'''

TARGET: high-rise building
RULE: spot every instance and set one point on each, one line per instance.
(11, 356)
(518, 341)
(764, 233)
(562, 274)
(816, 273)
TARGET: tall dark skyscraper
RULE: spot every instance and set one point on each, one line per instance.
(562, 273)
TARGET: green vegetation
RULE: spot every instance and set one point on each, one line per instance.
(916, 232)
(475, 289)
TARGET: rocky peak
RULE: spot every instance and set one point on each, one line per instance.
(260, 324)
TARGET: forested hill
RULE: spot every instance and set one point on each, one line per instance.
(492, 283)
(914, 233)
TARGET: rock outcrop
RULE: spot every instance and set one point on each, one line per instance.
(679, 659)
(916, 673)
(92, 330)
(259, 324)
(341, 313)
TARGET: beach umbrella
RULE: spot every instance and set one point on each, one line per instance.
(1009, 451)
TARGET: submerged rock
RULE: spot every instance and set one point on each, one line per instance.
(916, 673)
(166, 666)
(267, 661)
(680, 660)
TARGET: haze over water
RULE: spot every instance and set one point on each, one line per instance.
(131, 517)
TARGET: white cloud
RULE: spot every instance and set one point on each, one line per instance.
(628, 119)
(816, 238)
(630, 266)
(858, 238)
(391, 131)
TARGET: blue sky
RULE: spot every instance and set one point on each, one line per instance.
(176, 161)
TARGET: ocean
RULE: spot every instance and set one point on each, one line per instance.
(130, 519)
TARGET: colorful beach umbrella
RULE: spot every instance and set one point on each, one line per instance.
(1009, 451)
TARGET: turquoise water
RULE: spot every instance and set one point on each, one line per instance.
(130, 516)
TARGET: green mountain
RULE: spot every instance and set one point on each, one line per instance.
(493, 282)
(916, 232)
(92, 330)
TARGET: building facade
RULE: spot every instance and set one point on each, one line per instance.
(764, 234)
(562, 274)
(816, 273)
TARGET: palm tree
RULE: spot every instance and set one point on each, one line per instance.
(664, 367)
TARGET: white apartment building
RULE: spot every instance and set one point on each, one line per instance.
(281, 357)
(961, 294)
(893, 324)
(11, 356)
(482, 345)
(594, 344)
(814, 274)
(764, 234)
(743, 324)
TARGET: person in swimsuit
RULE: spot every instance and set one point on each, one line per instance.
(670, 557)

'''

◆ EXERCISE PROMPT ◆
Rewrite these lines as a numbered list, leaving out any blank lines.

◆ SOLUTION ◆
1. TARGET: high-rise building
2. RULE: spot every instance and set one point on each, one line per instance.
3. (11, 356)
4. (518, 341)
5. (764, 233)
6. (562, 274)
7. (816, 273)
8. TARGET: tall dark skyscraper
9. RULE: spot every instance and set one point on each, one line per instance.
10. (562, 273)
11. TARGET: green vegetation
12. RULE: spot every instance and set one point on each, one line per instance.
13. (916, 232)
14. (475, 289)
15. TARGET: rocky peak
16. RULE: spot every instance and set one point on each, one line per instance.
17. (260, 324)
18. TARGET: forested hill
19. RULE: spot every instance and set one point on each, one line per instance.
20. (492, 283)
21. (914, 233)
22. TARGET: rock outcrop
23. RULE: spot every instance and set one point on each, one line per instance.
24. (679, 659)
25. (916, 673)
26. (92, 330)
27. (259, 324)
28. (341, 313)
29. TARGET: beach umbrella
30. RULE: spot every instance and set one point on each, one line per instance.
31. (1009, 451)
32. TARGET: submerged rock
33. RULE: spot every instance and set one point on each, one line per instance.
34. (916, 673)
35. (166, 666)
36. (267, 661)
37. (680, 660)
38. TARGET: haze over water
39. RULE: spot every instance and set one point on each, one line per instance.
40. (131, 517)
41. TARGET: white cloud
42. RULE: spot every instance and set one point on each, one line per instance.
43. (628, 119)
44. (816, 238)
45. (630, 266)
46. (858, 238)
47. (391, 131)
48. TARGET: blue sky
49. RULE: spot every instance and set one point on each, one line per instance.
50. (176, 161)
51. TARGET: ocean
52. RULE: spot every instance and set one point on each, one line per instance.
53. (130, 519)
54. TARGET: colorful beach umbrella
55. RULE: spot every instance and set one point on each, one line per instance.
56. (1009, 451)
57. TARGET: turquoise water
58. RULE: spot every instance and set one point on each, one line per instance.
59. (130, 516)
60. TARGET: green mountain
61. RULE: spot every instance and set one point on each, one line per instance.
62. (493, 282)
63. (916, 232)
64. (92, 330)
65. TARGET: building facade
66. RULE: spot every instance and set one point on each, one line per instance.
67. (764, 234)
68. (562, 274)
69. (816, 273)
70. TARGET: palm tree
71. RULE: spot every instance and set one point on each, one line per instance.
72. (664, 367)
73. TARGET: white apartment building
74. RULE: spot every instance and set one point on each, one line per instance.
75. (281, 357)
76. (961, 294)
77. (893, 324)
78. (11, 356)
79. (482, 345)
80. (594, 344)
81. (814, 274)
82. (764, 234)
83. (743, 324)
84. TARGET: person in swimsuit
85. RULE: spot every instance and set one point on each, one line per instance.
86. (670, 557)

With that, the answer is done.